In late April 2022, headlines were plastered across the internet calling for the death of intermittent fasting. This was in relation to a New England Journal study out that week titled “Calorie Restriction with or without Time-Restricted Eating in Weight Loss.” I would have named it, “If you ask the wrong question, then you don’t get a helpful answer.”
The researchers asked if people lose more weight while on a calorie-restricted diet in an 8-hour eating window versus the same calorie restriction, but no special eating window. The rigorous study showed conclusive results that the narrow eating window wasn’t any better for weight loss than eating all day. Women ate 1,200 to 1,500 calories and men 1,500 to 1,800 calories. Both groups lost 14 to 18 pounds. This was the question they wanted to answer, but it’s not the right question for most of us.
The problem with the study was the calorie restriction itself. This eating style is a diet and has long been blamed for yo-yo dieting. People restrict calories for a set amount of time, then when they get tired of restricting, they eat more and regain weight. The number on the scale goes up and down, like a yo-yo.

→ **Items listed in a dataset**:
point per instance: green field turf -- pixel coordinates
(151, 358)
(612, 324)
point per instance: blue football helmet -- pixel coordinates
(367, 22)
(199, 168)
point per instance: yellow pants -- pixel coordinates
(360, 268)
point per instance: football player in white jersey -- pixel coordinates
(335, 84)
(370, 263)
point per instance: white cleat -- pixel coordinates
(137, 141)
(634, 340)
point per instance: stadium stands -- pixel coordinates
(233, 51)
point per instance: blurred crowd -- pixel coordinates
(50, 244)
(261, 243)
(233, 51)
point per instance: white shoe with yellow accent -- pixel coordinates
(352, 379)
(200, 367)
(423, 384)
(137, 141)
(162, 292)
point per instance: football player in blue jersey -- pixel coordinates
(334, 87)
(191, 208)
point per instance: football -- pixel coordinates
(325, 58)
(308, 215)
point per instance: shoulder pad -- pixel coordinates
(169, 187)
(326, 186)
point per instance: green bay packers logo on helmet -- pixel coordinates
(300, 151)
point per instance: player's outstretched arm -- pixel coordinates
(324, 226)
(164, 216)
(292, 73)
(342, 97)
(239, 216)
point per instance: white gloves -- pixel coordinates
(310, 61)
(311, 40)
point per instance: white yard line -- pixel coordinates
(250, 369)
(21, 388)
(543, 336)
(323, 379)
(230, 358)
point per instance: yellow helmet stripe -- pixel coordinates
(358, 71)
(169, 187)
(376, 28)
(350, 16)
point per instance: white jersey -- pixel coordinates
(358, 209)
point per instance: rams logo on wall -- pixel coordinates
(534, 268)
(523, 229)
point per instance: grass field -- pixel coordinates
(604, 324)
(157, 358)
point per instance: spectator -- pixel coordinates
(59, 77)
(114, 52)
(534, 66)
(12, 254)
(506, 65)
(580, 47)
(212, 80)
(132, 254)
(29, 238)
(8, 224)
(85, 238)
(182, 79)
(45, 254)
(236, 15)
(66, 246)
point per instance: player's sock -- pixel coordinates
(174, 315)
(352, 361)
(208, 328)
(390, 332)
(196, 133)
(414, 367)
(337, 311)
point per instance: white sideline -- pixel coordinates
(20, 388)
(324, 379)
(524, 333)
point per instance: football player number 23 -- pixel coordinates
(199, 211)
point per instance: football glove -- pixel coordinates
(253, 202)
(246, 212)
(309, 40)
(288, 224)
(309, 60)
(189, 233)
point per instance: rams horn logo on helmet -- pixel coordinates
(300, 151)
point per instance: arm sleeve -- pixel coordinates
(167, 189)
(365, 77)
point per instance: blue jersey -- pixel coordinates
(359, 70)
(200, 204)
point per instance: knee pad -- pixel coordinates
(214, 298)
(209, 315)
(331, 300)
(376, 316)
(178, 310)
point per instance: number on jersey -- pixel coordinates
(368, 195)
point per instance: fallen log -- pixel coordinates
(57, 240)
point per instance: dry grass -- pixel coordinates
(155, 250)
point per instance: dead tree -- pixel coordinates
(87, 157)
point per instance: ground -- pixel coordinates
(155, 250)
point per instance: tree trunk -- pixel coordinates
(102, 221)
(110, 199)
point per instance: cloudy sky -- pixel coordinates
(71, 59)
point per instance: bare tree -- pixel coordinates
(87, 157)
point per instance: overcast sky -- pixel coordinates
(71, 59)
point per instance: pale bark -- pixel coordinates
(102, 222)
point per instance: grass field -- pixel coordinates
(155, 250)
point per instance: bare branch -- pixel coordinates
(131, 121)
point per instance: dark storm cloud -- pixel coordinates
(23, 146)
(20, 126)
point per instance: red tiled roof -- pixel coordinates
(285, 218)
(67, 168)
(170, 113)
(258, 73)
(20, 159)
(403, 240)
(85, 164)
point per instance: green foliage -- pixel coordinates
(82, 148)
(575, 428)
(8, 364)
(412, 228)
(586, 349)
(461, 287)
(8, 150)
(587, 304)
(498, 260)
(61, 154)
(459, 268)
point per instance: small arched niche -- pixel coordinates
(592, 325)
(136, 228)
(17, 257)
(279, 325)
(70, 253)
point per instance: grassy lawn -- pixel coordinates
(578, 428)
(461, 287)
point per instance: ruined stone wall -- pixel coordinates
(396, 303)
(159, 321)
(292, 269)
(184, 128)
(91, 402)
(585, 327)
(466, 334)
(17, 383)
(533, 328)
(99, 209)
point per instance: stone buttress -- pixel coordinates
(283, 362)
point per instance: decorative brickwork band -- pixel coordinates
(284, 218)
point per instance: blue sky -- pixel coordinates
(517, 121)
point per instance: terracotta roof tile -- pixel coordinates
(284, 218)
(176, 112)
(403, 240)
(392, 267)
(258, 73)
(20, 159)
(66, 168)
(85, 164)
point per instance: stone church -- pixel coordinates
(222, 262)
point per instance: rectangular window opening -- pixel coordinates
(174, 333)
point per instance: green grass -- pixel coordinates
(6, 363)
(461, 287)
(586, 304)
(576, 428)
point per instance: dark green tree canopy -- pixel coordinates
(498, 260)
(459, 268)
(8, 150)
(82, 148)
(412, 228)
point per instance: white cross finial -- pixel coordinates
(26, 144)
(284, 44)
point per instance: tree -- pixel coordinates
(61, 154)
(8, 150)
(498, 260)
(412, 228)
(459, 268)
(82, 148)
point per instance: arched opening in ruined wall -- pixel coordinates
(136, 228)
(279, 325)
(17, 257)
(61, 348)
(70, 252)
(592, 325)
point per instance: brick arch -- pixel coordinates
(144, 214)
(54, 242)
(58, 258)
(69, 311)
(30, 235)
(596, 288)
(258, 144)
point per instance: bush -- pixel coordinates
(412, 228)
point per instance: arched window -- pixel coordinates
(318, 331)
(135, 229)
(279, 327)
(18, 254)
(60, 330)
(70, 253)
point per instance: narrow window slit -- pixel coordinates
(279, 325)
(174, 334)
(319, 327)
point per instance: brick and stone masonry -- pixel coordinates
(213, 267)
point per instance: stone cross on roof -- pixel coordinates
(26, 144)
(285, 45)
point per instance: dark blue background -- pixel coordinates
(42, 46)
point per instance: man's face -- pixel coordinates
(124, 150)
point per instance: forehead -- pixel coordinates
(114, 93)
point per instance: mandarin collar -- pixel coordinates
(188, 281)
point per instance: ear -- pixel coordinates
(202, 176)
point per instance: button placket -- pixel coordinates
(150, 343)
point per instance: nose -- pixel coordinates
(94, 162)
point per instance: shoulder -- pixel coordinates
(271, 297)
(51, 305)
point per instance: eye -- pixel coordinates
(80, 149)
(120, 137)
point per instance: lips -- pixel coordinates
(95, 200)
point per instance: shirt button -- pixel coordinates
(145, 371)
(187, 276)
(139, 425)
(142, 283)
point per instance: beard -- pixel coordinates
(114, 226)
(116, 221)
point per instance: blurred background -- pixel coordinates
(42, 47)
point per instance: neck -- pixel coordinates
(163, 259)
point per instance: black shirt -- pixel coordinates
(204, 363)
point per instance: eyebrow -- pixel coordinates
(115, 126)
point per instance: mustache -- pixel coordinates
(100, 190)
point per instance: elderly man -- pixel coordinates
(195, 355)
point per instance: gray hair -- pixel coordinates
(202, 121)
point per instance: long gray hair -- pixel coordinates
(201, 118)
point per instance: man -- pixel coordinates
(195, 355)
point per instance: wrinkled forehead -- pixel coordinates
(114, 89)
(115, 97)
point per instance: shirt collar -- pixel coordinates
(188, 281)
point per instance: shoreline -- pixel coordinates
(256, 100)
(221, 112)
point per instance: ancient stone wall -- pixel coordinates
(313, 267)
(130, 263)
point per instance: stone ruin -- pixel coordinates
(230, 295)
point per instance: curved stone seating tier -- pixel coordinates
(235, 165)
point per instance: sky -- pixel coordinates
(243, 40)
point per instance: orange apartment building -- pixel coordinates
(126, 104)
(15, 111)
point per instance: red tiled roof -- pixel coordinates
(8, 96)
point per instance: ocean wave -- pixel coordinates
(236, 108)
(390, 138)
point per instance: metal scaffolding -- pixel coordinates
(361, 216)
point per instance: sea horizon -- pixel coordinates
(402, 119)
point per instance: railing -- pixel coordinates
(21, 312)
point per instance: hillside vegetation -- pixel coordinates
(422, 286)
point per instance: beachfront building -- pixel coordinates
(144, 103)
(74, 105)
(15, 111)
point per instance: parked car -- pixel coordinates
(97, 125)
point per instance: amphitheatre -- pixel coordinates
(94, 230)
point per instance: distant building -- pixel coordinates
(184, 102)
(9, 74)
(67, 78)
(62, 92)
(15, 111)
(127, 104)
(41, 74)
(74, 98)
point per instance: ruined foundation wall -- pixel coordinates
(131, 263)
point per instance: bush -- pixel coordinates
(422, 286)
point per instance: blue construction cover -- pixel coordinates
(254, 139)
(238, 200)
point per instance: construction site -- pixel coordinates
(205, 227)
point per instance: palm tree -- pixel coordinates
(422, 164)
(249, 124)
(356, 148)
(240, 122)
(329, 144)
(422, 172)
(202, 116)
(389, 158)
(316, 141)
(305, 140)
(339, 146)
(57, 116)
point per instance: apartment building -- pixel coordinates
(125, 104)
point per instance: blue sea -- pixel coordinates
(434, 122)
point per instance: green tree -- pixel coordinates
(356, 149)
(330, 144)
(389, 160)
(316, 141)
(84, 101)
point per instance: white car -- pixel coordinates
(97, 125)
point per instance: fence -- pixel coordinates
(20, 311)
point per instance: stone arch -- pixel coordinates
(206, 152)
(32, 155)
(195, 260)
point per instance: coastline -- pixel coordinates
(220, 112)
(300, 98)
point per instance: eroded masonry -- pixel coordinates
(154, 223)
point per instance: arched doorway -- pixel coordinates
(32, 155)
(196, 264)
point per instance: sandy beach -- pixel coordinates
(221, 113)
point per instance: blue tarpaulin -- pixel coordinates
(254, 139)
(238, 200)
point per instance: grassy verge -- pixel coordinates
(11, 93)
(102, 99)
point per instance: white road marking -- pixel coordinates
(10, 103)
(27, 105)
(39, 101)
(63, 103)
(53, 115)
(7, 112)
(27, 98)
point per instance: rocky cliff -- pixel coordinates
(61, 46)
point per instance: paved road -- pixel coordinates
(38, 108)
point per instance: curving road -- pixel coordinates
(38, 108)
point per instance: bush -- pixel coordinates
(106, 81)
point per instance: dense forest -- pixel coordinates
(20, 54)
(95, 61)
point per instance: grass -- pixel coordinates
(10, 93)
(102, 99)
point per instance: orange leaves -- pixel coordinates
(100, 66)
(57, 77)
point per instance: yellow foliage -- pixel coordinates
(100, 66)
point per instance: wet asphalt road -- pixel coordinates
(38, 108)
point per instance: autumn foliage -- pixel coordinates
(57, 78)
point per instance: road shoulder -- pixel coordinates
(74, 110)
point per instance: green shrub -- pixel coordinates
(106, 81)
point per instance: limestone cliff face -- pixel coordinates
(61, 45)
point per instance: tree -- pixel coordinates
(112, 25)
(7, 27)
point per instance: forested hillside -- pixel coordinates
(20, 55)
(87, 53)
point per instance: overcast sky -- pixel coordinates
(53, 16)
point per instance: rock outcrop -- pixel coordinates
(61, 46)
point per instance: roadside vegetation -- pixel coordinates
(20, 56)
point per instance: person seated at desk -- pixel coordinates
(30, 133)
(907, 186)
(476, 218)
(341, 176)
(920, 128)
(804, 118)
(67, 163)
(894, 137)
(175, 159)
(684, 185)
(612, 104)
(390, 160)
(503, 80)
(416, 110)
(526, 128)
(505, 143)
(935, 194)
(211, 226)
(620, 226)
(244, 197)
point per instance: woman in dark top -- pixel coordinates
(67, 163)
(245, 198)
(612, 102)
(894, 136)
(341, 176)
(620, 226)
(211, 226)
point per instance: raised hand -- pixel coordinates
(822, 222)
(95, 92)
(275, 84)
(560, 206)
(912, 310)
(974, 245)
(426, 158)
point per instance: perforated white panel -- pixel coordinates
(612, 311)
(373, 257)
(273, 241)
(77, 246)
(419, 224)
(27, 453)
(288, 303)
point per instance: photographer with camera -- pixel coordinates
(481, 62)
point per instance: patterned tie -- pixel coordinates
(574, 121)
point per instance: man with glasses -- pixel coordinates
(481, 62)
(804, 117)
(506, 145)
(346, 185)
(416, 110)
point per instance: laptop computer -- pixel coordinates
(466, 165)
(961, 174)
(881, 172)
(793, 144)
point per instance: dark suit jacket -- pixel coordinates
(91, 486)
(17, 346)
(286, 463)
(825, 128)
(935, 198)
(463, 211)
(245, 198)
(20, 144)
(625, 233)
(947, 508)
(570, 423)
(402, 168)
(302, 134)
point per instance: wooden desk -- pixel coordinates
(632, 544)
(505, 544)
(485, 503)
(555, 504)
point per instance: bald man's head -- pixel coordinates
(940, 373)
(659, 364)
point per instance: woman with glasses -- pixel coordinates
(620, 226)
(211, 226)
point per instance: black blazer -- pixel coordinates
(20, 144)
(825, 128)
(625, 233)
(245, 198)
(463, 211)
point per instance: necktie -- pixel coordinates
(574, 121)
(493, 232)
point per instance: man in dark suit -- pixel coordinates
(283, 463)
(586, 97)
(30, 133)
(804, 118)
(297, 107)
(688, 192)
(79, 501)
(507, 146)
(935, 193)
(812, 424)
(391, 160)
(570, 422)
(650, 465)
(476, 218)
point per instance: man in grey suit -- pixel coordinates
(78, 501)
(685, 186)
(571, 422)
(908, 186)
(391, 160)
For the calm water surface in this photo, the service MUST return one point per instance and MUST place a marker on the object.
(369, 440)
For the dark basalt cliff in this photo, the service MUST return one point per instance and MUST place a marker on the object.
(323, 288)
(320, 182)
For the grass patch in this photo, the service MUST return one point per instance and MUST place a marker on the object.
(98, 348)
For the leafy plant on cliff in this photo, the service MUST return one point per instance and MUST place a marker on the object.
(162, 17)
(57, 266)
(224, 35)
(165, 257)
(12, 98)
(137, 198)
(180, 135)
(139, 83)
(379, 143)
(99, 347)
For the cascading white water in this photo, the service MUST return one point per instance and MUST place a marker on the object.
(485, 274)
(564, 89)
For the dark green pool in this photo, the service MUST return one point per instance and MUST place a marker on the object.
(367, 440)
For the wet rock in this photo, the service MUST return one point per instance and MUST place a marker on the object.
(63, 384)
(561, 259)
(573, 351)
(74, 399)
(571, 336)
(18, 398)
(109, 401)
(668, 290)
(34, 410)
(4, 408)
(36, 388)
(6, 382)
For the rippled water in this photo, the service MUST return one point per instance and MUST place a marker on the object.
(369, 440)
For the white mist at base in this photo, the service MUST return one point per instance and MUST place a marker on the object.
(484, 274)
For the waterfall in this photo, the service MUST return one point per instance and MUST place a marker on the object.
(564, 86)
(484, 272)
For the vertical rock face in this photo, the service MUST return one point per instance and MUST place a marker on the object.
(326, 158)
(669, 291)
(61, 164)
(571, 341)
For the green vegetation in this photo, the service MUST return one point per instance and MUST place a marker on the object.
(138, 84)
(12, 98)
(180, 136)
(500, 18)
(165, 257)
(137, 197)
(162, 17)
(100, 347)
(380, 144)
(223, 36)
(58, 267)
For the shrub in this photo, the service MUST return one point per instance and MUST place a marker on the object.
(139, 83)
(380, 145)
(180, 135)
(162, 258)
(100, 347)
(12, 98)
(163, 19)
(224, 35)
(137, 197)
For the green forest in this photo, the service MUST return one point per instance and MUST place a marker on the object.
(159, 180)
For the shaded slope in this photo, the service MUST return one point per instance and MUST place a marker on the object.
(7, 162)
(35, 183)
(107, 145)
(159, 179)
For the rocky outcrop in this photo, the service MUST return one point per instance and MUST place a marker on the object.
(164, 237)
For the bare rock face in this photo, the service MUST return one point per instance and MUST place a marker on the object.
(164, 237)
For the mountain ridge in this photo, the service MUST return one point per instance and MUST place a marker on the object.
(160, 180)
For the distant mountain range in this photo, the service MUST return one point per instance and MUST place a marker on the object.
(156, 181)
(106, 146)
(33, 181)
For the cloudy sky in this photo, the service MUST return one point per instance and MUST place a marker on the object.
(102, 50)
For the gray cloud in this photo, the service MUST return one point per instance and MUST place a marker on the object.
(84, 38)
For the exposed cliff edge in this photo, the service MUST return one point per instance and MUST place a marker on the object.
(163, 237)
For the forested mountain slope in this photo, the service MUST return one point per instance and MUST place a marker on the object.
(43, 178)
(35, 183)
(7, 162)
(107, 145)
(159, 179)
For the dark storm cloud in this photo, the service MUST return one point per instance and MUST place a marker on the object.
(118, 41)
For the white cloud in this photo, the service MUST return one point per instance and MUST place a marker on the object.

→ **WHAT TO WORK ON**:
a) In the fasting study passage, how much weight did both groups lose?
b) Return the fasting study passage word for word, starting at the words "The problem with" and stopping after "like a yo-yo.".
The items are separate material from the fasting study passage.

→ **REPLIES**:
a) 14 to 18 pounds.

b)
The problem with the study was the calorie restriction itself. This eating style is a diet and has long been blamed for yo-yo dieting. People restrict calories for a set amount of time, then when they get tired of restricting, they eat more and regain weight. The number on the scale goes up and down, like a yo-yo.